+++ Исходный текст +++

Видя, что ребенок играет со своими гениталиями или, что еще неприемлемее, с гениталиями другого ребенка, взрослые, как правило, пресекают это занятие. Поступая так, они делают видимой границу, переходя которую, действия ребенка, по их представлению, перестают быть игрой. Миф о невинности ребенка и о несовместимости детства и сексуальности настолько въелся в повседневный здравый смысл, что сегодняшнее общество все еще не способно спокойно воспринимать даже самые взвешенные доводы в пользу их совместимости.

Существование таких жестких правил, которые запрещено подвергать сомнению свидетельствует о том, что процесс изобретения секса закончился — секс изобретен. Дискурс секса превратился в ригидную, непластичную структуру с четкими правилами взаимосвязи языка и желания, а также нормами, регулирующими сексуальное желание и его реализацию. Секс стал сверхсерьезным занятием, в него больше не играют.

Исследователь истории детства и истории сексуальности Джеймс Кинкейд утверждает, что сегодняшний концепт секса — это концепт власти.

Мы пойманы в ловушку ужасающей властной игры, в которую не играют… Я хочу найти путь к игре, в которую можно играть. [7]

Находясь внутри границ этой “властной игры, в которую не играют”, мы не можем постичь секс и ребенка кроме как в терминах отношений властвования.

В дискурсе власти ребенок сексуален по двум причинам: во-первых он беззащитный, еще даже в большей степени, чем женщина. Беззащитность и возможность овладевать и доминировать в дискурсе власти — главный возбуждающий фактор. Во-вторых, ребенок невинен, а в этом дискурсе возбуждает то, на что наложен запрет.

Современные обыватели все еще находятся под тяжестью однажды закрепленных границ позволенного, но при этом они получают наибольшее удовольствие именно от трансгрессии этих границ. Они и усваивают границы возможного с одной лишь целью: чтобы, достигать невозможного, нарушая их.

+++

Задание 1:
Согласуются ли с исходным текстом утверждения (а), (б) и (в)? На каждое ответьте «да» или «нет» и дословно процитируйте слова текста, которые это решают.
(а) Джеймс Кинкейд утверждает, что сегодняшний концепт секса — это концепт власти.
(б) Процесс изобретения секса, согласно тексту, все еще продолжается.
(в) Сегодняшнее общество, согласно тексту, спокойно воспринимает доводы в пользу совместимости детства и сексуальности.
Задание 2:
Как передать в виде краткого списка абзац исходного текста, начинающийся словами «Существование таких жестких правил», сохранив его основные факты?
Задание 3:
С какой целью, согласно исходному тексту, современные обыватели усваивают границы возможного?

+++ Данные ниже +++

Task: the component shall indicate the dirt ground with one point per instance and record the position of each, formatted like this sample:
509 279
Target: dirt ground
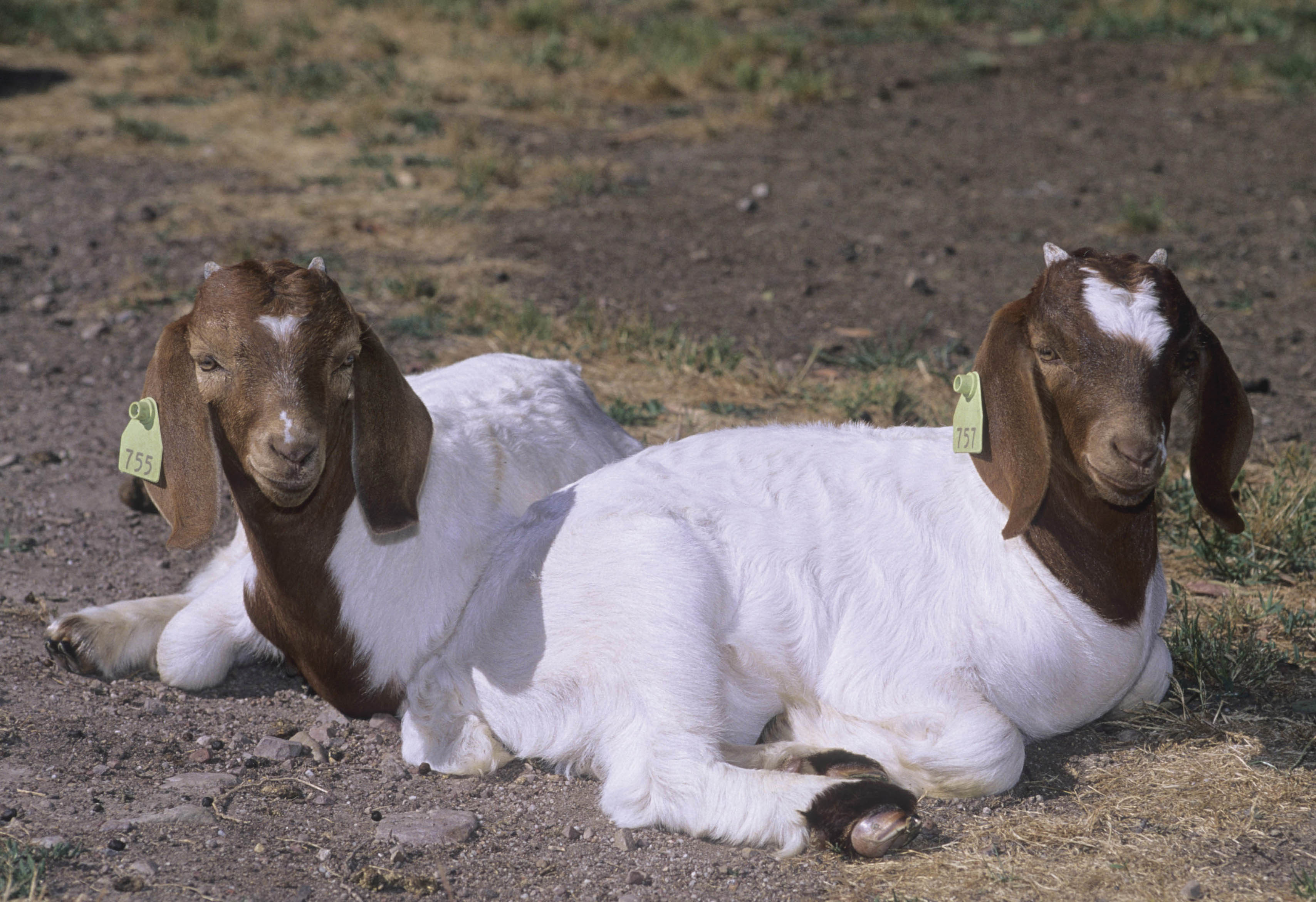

+++

Ваше решение 1:
(а) Да: «Джеймс Кинкейд утверждает, что сегодняшний концепт секса — это концепт власти».
(б) Нет: «процесс изобретения секса закончился — секс изобретен».
(в) Нет: «сегодняшнее общество все еще не способно спокойно воспринимать даже самые взвешенные доводы в пользу их совместимости».

Ваше решение 2:
- Жесткие правила, которые запрещено подвергать сомнению, свидетельствуют о том, что процесс изобретения секса закончился.
- Дискурс секса стал ригидной, непластичной структурой. В ней действуют четкие правила взаимосвязи языка и желания, а также нормы, регулирующие сексуальное желание и его реализацию.
- Секс стал сверхсерьезным занятием, и в него больше не играют.

Ваше решение 3:
Чтобы достигать невозможного, нарушая эти границы.